**Excerto da página:**
A celebração deste dia foi proposta pelo partido Livre e aprovada por unanimidade pelos deputados da Assembleia da República, no final de Setembro.

Num projecto de resolução, o Livre sugeriu que a efeméride fosse a 18 de Outubro porque nesta data, em 2023, a Academia Nacional das Belas-Artes reconheceu a banda desenhada como uma "forma superior de expressão cultural e artística". Para o Livre, esse reconhecimento representou um "passo decisivo que contribuiu para o reconhecimento e a credibilização da banda desenhada portuguesa e de todos os seus intervenientes".

A BD portuguesa "tem dado provas recentes de grande crescimento, maturidade, profissionalização e qualidade", e o reconhecimento pela Academia Nacional de Belas-Artes poderá permitir, por exemplo, "a valorização das potencialidades pedagógicas" da BD no ensino do Português, defendeu o Livre.

Contactado pela agência Lusa, Paulo Monteiro, autor e editor de banda desenhada e director do Festival Internacional de Banda Desenhada de Beja, disse que a celebração deste dia "é mais uma maneira de se falar da banda desenhada, e isso é importante".

"Não acho que o dia seja o mais significativo na história da BD portuguesa, mas acho que é importante a sua entrada como uma das disciplinas da Academia de Belas-Artes. É uma data em que cabem todas as outras datas", disse.

Se pudesse, Paulo Monteiro teria escolhido como Dia Nacional da Banda Desenhada Portuguesa a data de 3 de Agosto — foi nesse dia que, em 1850, foi publicada na Revista Popular "Aventuras Sentimentais e Dramáticas do Sr. Suplício Baptista", considerada a primeira prancha nacional de banda desenhada, da autoria de Flora.

**Dados extraídos:**
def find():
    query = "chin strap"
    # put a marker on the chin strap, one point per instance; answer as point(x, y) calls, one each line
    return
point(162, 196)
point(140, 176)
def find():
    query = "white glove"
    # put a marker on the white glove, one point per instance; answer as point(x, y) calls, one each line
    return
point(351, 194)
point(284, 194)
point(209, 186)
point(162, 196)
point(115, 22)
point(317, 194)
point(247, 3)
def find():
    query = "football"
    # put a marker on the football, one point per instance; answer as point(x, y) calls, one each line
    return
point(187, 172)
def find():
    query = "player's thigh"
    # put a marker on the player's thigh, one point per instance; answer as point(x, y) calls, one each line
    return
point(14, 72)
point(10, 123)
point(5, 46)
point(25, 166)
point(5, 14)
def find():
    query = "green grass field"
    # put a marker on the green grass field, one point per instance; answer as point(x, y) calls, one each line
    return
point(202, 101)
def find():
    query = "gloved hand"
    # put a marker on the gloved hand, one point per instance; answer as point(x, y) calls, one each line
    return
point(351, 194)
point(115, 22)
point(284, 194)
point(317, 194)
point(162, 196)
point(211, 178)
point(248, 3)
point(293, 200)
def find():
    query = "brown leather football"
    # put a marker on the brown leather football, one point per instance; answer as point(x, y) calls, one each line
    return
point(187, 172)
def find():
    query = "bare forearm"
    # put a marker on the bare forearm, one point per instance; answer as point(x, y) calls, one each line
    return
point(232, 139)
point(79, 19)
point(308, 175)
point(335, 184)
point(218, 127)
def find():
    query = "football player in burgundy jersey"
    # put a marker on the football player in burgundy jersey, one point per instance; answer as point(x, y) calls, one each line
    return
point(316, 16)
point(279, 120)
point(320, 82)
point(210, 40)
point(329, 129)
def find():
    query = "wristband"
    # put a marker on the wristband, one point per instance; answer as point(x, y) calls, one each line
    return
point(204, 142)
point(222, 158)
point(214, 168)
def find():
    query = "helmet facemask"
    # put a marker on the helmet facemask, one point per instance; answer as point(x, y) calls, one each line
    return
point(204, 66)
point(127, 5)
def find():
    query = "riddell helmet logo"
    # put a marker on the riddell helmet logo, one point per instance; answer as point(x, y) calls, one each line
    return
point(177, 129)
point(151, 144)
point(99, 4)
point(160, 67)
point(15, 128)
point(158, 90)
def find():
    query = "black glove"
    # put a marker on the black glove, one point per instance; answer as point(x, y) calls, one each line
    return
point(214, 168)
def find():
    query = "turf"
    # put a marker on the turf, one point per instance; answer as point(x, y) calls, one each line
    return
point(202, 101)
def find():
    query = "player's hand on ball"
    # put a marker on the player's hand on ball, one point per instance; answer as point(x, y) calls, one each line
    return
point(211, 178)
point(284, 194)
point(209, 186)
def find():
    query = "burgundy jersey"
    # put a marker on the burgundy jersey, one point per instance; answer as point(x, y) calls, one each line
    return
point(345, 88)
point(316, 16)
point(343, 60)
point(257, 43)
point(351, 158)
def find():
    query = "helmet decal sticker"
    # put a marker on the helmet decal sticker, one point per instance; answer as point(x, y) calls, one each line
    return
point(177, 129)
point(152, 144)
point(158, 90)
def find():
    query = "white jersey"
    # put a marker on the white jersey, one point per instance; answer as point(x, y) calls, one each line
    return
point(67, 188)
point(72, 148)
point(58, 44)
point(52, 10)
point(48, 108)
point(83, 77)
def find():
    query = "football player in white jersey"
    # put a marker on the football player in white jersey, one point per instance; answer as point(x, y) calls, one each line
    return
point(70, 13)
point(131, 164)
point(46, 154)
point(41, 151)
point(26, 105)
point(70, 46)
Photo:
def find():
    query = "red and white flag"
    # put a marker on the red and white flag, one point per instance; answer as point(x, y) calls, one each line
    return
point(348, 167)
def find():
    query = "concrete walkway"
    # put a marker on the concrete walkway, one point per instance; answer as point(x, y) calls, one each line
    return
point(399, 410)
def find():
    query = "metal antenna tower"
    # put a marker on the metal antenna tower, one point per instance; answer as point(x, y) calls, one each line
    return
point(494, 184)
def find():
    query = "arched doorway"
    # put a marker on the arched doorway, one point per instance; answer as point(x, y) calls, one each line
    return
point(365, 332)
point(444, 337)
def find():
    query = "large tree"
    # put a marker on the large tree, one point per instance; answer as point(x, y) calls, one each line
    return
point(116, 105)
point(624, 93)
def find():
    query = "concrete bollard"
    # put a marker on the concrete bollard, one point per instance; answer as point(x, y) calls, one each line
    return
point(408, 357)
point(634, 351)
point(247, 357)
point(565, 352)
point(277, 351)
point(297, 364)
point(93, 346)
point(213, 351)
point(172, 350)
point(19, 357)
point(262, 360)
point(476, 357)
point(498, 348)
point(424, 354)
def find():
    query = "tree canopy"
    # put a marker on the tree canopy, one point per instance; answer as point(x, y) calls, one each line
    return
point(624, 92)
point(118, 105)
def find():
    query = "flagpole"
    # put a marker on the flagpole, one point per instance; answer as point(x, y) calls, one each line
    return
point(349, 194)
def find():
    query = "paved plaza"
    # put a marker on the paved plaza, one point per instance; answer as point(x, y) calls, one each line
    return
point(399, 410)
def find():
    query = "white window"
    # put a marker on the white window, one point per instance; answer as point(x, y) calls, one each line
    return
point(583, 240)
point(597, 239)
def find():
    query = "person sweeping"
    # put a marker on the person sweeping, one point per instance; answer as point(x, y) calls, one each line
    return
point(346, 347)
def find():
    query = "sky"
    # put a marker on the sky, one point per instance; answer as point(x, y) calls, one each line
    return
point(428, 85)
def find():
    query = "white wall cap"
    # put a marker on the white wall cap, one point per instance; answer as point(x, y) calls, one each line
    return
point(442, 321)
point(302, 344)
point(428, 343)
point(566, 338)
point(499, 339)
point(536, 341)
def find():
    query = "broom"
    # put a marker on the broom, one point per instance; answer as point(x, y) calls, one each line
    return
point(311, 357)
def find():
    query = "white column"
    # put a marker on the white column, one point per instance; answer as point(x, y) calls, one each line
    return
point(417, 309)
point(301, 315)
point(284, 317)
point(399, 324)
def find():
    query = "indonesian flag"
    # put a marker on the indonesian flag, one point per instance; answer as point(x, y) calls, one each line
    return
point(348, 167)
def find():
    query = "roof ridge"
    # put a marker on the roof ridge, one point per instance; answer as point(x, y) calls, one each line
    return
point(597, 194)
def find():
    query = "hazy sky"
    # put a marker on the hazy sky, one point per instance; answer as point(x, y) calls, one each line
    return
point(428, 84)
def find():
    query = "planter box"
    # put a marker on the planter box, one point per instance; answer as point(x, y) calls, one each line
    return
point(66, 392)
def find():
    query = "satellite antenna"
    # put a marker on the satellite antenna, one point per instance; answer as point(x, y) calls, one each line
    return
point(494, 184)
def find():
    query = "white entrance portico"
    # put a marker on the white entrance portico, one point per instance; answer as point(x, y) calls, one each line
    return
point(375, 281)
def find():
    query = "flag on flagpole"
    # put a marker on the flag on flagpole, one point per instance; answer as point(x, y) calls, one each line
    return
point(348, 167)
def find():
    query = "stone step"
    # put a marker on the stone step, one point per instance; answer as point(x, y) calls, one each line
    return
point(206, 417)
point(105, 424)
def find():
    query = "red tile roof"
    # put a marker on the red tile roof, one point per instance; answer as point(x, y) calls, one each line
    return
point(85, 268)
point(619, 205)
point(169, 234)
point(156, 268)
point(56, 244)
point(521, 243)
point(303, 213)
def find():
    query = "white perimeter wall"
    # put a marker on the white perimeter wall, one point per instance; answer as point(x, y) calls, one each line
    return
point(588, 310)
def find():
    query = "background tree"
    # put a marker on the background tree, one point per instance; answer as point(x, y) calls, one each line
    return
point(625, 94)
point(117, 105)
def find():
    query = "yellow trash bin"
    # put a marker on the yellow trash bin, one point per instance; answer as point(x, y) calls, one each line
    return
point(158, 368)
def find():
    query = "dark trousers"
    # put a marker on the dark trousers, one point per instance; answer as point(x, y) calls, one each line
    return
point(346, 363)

**Tarefas a realizar:**
1. Segundo o texto sobre o Dia Nacional da Banda Desenhada Portuguesa, que data teria Paulo Monteiro escolhido para essa celebração?
2. Continue o texto sobre o Dia Nacional da Banda Desenhada Portuguesa a partir da última frase apresentada.

**Respostas às tarefas:**
1. O dia 3 de Agosto.

2.
Em declarações à Lusa, o investigador académico Pedro Moura lamentou que não tenha havido "nenhum tipo de discussão transversal" sobre a escolha da data a não ser aquela referência à decisão da Academia Nacional de Belas-Artes.

"A data não é uma efeméride em particular, sobre uma publicação ou o nascimento de alguém — e esse alguém deveria ser o [Rafael] Bordalo Pinheiro. [...] Não nego que haja valor, [mas] não houve discussão com a comunidade, entre investigadores, autores, editores. Foi uma decisão de um grupo pequeno, ainda bem, mas não reflecte a história da BD em Portugal", disse.

Pedro Moura, ele próprio com obra publicada enquanto investigador e argumentista, considera que a data poderá ser aproveitada por editoras ou entidades na promoção e divulgação de BD, mas, frisa, continua a não haver crítica e pensamento sobre este género literário.

Sobre a relevância deste dia nacional, Paulo Monteiro concorda que servirá para o mercado promover e divulgar banda desenhada.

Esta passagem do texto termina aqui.